## REQUIRED WORK
Pull out every line of the material below that contains the string "wall", matching case exactly.

Collected data
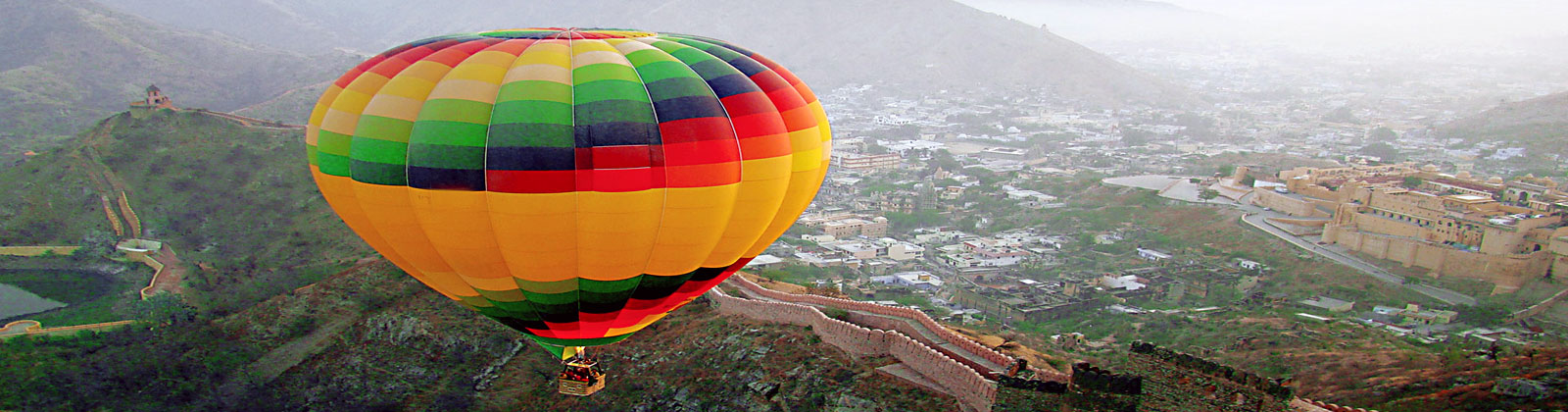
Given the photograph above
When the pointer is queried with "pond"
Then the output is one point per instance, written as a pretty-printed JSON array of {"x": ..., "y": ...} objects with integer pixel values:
[{"x": 16, "y": 302}]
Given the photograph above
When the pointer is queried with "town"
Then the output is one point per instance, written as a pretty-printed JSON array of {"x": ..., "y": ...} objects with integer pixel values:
[{"x": 993, "y": 213}]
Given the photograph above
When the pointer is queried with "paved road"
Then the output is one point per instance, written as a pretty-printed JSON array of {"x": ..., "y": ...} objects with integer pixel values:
[{"x": 1254, "y": 218}]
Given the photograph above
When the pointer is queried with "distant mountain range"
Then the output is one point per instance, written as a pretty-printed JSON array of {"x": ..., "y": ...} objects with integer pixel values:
[
  {"x": 67, "y": 63},
  {"x": 1539, "y": 125},
  {"x": 924, "y": 44}
]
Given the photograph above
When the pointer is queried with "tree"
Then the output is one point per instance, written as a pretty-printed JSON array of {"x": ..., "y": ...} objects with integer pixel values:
[{"x": 1382, "y": 150}]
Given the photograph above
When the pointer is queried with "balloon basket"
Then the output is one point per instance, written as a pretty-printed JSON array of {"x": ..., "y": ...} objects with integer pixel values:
[{"x": 580, "y": 378}]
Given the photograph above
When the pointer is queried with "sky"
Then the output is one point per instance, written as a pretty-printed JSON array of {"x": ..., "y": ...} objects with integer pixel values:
[{"x": 1335, "y": 24}]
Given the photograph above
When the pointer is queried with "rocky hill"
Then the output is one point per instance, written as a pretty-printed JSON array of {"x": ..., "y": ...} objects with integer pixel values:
[
  {"x": 921, "y": 44},
  {"x": 282, "y": 313},
  {"x": 67, "y": 63},
  {"x": 235, "y": 198}
]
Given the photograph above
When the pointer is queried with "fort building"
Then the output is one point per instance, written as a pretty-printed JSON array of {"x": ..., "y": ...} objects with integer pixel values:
[
  {"x": 1452, "y": 226},
  {"x": 153, "y": 101}
]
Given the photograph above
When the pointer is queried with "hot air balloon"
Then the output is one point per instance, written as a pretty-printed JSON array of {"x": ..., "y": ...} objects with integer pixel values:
[{"x": 572, "y": 184}]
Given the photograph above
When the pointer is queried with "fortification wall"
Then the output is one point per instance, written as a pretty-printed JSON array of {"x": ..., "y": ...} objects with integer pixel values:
[
  {"x": 1505, "y": 271},
  {"x": 1286, "y": 205},
  {"x": 971, "y": 390},
  {"x": 930, "y": 325},
  {"x": 35, "y": 329},
  {"x": 36, "y": 250},
  {"x": 157, "y": 271}
]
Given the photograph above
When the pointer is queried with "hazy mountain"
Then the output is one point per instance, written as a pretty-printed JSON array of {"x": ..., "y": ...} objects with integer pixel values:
[
  {"x": 239, "y": 206},
  {"x": 1110, "y": 24},
  {"x": 1539, "y": 125},
  {"x": 65, "y": 63},
  {"x": 925, "y": 43}
]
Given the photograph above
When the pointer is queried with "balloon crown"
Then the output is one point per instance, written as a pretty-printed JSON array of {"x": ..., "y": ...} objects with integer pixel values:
[{"x": 566, "y": 33}]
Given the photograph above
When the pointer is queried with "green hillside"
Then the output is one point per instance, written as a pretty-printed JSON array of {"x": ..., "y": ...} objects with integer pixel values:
[
  {"x": 67, "y": 63},
  {"x": 361, "y": 336},
  {"x": 235, "y": 198}
]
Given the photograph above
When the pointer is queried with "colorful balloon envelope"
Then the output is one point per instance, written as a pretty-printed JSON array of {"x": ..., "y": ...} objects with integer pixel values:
[{"x": 572, "y": 184}]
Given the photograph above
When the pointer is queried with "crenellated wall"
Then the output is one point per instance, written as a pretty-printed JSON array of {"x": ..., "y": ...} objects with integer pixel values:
[
  {"x": 1156, "y": 380},
  {"x": 1505, "y": 271},
  {"x": 971, "y": 388},
  {"x": 930, "y": 325}
]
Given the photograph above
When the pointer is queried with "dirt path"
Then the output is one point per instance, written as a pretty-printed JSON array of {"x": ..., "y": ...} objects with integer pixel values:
[
  {"x": 170, "y": 277},
  {"x": 273, "y": 364}
]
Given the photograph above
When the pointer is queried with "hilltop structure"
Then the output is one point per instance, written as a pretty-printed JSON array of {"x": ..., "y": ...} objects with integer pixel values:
[
  {"x": 154, "y": 101},
  {"x": 1460, "y": 226}
]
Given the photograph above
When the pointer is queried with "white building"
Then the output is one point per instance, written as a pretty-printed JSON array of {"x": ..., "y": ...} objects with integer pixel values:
[
  {"x": 919, "y": 281},
  {"x": 1152, "y": 255},
  {"x": 1125, "y": 282}
]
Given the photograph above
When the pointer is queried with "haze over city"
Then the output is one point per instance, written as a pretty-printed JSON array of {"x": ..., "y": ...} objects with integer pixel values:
[{"x": 814, "y": 205}]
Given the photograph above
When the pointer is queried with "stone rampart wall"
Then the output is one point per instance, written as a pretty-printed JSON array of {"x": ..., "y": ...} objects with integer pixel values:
[
  {"x": 36, "y": 250},
  {"x": 971, "y": 388},
  {"x": 930, "y": 325},
  {"x": 1505, "y": 271},
  {"x": 1286, "y": 205}
]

## ANSWER TO THE TASK
When the pointer is queried with "fortification wall"
When the pointer is queried with "crenellated wall"
When the pointer is queried with "stone rampart wall"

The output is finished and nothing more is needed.